Rewrite the lines below, replacing "fried fish fillet" with "breaded fish fillet" wherever it appears and changing nothing else. Leave the pictures out of your answer.

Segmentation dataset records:
◆ ◆ ◆

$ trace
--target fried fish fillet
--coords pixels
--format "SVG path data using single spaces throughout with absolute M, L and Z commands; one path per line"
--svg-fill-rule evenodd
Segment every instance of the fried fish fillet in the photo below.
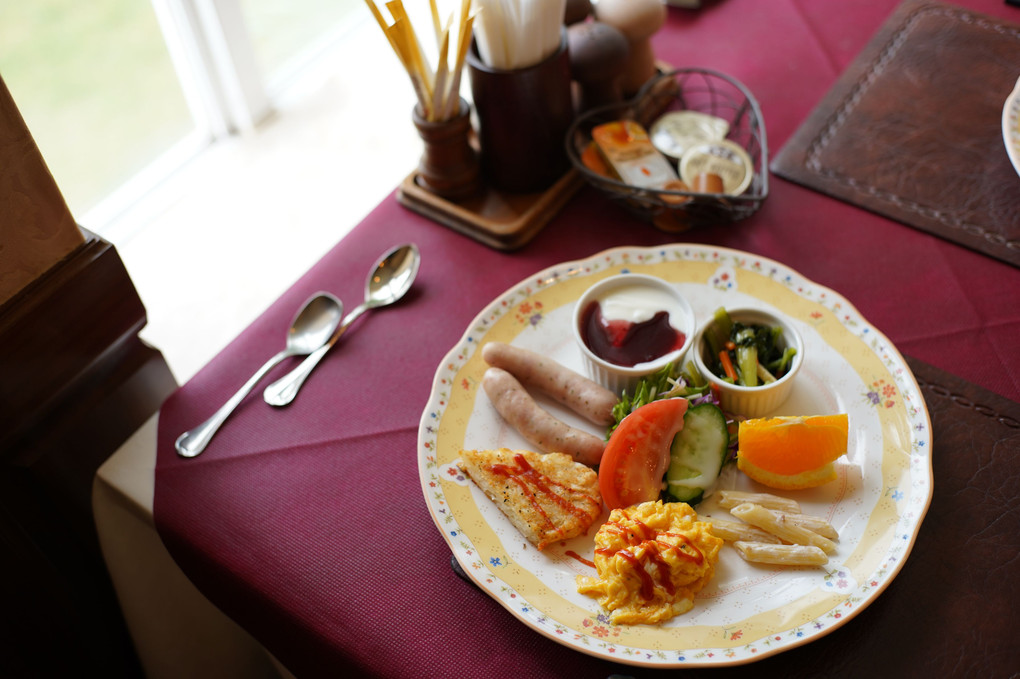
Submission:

◆ ◆ ◆

(RESULT OF THE TASK)
$ trace
--target breaded fish fillet
--coords pixels
--format "SVG path data using single spaces throughout with absolute M, L and Z commands; one path per line"
--svg-fill-rule evenodd
Segment every instance of the breaded fish fillet in the photo below.
Submission:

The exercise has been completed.